## INSTRUCTIONS TO FOLLOW
Reproduce every item below line for line, without changing a single character.

## EXERCISE INPUT
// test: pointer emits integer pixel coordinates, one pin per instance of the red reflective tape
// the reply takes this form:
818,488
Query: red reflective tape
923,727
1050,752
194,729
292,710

## SOLUTION TO THE PROBLEM
// test: pointer emits integer pixel coordinates, one pin per instance of the red reflective tape
// the reply takes this form:
818,488
Query: red reflective tape
923,727
1050,752
194,729
292,710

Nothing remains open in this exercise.